╔══

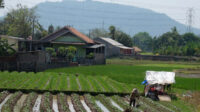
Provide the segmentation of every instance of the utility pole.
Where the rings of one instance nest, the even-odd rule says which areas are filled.
[[[35,39],[35,16],[33,17],[33,26],[32,26],[32,39]]]
[[[187,31],[192,32],[192,25],[193,25],[193,20],[194,20],[194,9],[189,8],[186,13],[186,18],[187,18]]]
[[[0,0],[0,8],[4,8],[4,0]]]
[[[103,22],[102,22],[102,30],[104,30],[104,20],[103,20]]]

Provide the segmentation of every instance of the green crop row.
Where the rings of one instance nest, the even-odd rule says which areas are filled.
[[[40,104],[40,112],[54,112],[52,109],[53,96],[51,93],[44,93]]]
[[[21,112],[31,112],[37,99],[37,96],[38,95],[35,92],[29,93],[26,100],[23,103]]]
[[[131,86],[108,77],[47,72],[0,72],[1,88],[116,93],[129,92],[132,89]]]
[[[18,99],[21,97],[22,92],[16,92],[8,99],[8,101],[3,105],[2,112],[13,112],[14,106]]]
[[[92,97],[90,94],[85,94],[84,95],[84,100],[85,103],[88,105],[88,107],[90,107],[90,110],[92,112],[103,112],[95,103],[95,98]]]
[[[63,93],[57,95],[59,112],[70,112],[69,105],[67,103],[67,96]]]

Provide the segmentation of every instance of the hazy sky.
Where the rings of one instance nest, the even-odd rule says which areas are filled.
[[[60,2],[62,0],[4,0],[5,8],[0,9],[0,16],[5,15],[6,12],[16,7],[16,4],[21,3],[28,7],[33,7],[38,3],[51,1]],[[84,1],[84,0],[78,0]],[[200,1],[199,0],[94,0],[108,3],[118,3],[124,5],[132,5],[151,9],[155,12],[165,13],[171,18],[183,24],[187,22],[187,11],[193,8],[193,26],[200,28]]]

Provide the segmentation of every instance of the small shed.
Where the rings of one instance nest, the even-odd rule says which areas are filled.
[[[139,53],[142,52],[142,50],[139,47],[137,47],[137,46],[133,46],[133,51],[134,51],[135,55],[138,55]]]
[[[122,55],[132,55],[133,48],[126,47],[123,44],[105,37],[99,37],[94,39],[96,42],[105,45],[105,55],[106,57],[122,56]]]
[[[14,46],[12,46],[12,48],[15,49],[16,51],[18,51],[19,42],[25,40],[24,38],[13,37],[13,36],[8,36],[8,35],[0,35],[0,39],[8,40],[9,45],[14,44]]]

╚══

Work required: Copy the text lines of the listing above with every "segmentation" swapped for "outline" and nothing else changed. Omit the pictures.

Worked answer:
Provide the outline of every instance of the utility pole.
Where the rings of one instance nest, the even-odd rule says which areas are filled.
[[[35,39],[35,16],[33,17],[33,26],[32,26],[32,39]]]
[[[187,31],[192,32],[192,25],[193,25],[193,20],[194,20],[194,9],[189,8],[186,13],[186,18],[187,18]]]
[[[0,0],[0,8],[4,8],[4,0]]]
[[[103,22],[102,22],[102,30],[104,30],[104,20],[103,20]]]

Provide the outline of every instance of the green crop row.
Where the rings of one instance nest, the even-odd rule says which areas are filled.
[[[40,104],[40,112],[54,112],[52,109],[53,96],[51,93],[44,93]]]
[[[21,112],[31,112],[37,99],[37,96],[38,95],[35,92],[29,93],[26,100],[23,103]]]
[[[131,86],[108,77],[47,72],[0,72],[1,88],[116,93],[129,92],[132,89]]]
[[[18,99],[21,97],[22,92],[16,92],[8,99],[8,101],[3,105],[2,112],[13,112],[14,106]]]
[[[92,97],[90,94],[85,94],[84,95],[84,100],[85,103],[88,105],[88,107],[90,107],[90,110],[92,112],[103,112],[95,103],[95,98]]]
[[[63,93],[57,95],[59,112],[70,112],[69,105],[67,103],[67,96]]]

Provide the outline of every instance of the hazy sky.
Where the rings of one instance nest, the even-odd rule says which areas are filled.
[[[60,2],[62,0],[4,0],[5,8],[0,9],[0,16],[5,15],[6,12],[16,7],[16,4],[21,3],[28,7],[33,7],[38,3],[51,1]],[[84,1],[84,0],[78,0]],[[200,1],[199,0],[94,0],[108,3],[118,3],[124,5],[132,5],[151,9],[155,12],[165,13],[171,18],[183,24],[187,22],[187,11],[193,8],[193,26],[200,28]]]

Provide the outline of every instance of the small shed.
Where the rings of one instance nest, the even-odd rule says which areas are filled.
[[[139,53],[142,52],[142,50],[139,47],[137,47],[137,46],[133,46],[133,51],[134,51],[135,55],[138,55]]]
[[[122,55],[132,55],[133,48],[126,47],[123,44],[105,37],[99,37],[94,39],[96,42],[105,45],[105,55],[106,57],[122,56]]]
[[[14,46],[12,46],[12,48],[15,49],[16,51],[18,51],[19,42],[25,40],[24,38],[13,37],[13,36],[8,36],[8,35],[0,35],[0,39],[8,40],[9,45],[14,44]]]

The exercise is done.